#### [What to work on]
Would you please give all the lines below again, exactly as they stand?

Dataset entries

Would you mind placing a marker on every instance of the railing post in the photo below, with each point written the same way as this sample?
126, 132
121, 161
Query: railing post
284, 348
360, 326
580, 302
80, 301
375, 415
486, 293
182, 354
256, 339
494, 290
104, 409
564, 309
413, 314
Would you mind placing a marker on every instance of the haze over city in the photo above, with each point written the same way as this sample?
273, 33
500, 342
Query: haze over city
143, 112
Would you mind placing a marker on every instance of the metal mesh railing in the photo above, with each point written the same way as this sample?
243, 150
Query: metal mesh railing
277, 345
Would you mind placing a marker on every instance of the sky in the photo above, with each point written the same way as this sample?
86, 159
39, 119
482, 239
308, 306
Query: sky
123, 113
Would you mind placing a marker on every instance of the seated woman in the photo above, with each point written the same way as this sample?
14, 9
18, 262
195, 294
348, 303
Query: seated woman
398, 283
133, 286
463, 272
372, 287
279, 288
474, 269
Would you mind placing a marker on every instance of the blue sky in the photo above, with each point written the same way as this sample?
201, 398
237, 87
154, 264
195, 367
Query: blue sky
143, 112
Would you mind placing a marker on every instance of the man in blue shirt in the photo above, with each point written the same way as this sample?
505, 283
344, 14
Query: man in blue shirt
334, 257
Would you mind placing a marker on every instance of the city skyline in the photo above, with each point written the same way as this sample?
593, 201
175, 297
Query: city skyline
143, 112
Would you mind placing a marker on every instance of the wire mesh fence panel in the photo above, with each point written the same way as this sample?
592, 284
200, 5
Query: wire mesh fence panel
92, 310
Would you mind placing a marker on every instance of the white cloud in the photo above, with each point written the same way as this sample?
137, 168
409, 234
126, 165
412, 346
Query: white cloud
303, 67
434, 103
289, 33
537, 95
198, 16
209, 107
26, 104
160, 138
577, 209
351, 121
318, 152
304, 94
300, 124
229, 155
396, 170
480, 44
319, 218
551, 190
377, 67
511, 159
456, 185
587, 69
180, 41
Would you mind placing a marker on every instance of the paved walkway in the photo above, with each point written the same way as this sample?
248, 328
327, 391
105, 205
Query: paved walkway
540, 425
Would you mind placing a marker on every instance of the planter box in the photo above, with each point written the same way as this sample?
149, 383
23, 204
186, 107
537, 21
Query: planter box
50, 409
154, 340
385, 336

#### [Response to the exercise]
Would you mind placing a marker on every instance of the railing post in the photo below, with each point written the same way as this sample?
126, 132
121, 161
Query: railing post
284, 348
360, 326
580, 302
80, 301
375, 415
486, 293
182, 354
256, 339
494, 290
104, 409
564, 309
413, 314
Would you mind placing a marker on every instance of the haze over city in the photo above, with each point written the same way as this sample?
273, 33
500, 342
Query: haze over city
143, 112
Would you mind placing a marker on every instance of the metal mesh railing in the photo above, with each point written the same way as this sample?
243, 150
Query: metal mesh railing
277, 345
Would you mind placing a marker on every instance of the sky in the photo above, with each point written the same way as this sample?
86, 159
39, 119
482, 239
308, 306
Query: sky
123, 113
Would you mind placing a marker on every instance of the seated woman in the photo above, with each point written the same way as this sample?
14, 9
18, 262
195, 294
348, 303
Query: seated woman
398, 283
133, 286
463, 272
372, 287
279, 288
474, 269
Would you mind placing a marker on every instance of the blue sky in the photo above, with each point written the same way as this sample?
201, 398
237, 87
154, 264
195, 367
Query: blue sky
143, 112
Would you mind placing a marker on every instance of the man in blue shirt in the photo above, with each point written the same way as this sample?
505, 283
344, 14
Query: man in blue shirt
334, 257
Would you mind placing a marker on every instance of the city skyline in the photo above, with each point written the same way as this sample?
593, 201
175, 297
Query: city skyline
143, 112
Would you mind placing a marker on every instance of the wire mesh fence panel in the photo above, with each point written the same way as this sample?
592, 284
200, 5
Query: wire mesh fence panel
92, 310
Would you mind placing a marker on every instance of the white cloud in the photo above, with each point written the same way as this sample?
137, 168
409, 234
126, 165
412, 346
Query: white cloud
303, 67
434, 103
289, 33
537, 95
198, 16
209, 107
26, 104
160, 138
577, 209
351, 121
318, 152
304, 94
300, 124
229, 155
396, 170
480, 44
319, 218
551, 190
377, 67
511, 159
456, 185
587, 69
180, 41
Would you mind placing a marker on every instance of the paved walkway in the photo above, with each point written the same way as this sample?
248, 328
327, 391
105, 205
Query: paved walkway
540, 425
Would you mind placing a marker on every instance of the planter box in the photo above, with each point written the same way as this sample?
149, 383
23, 204
186, 107
537, 21
Query: planter box
50, 409
154, 340
385, 336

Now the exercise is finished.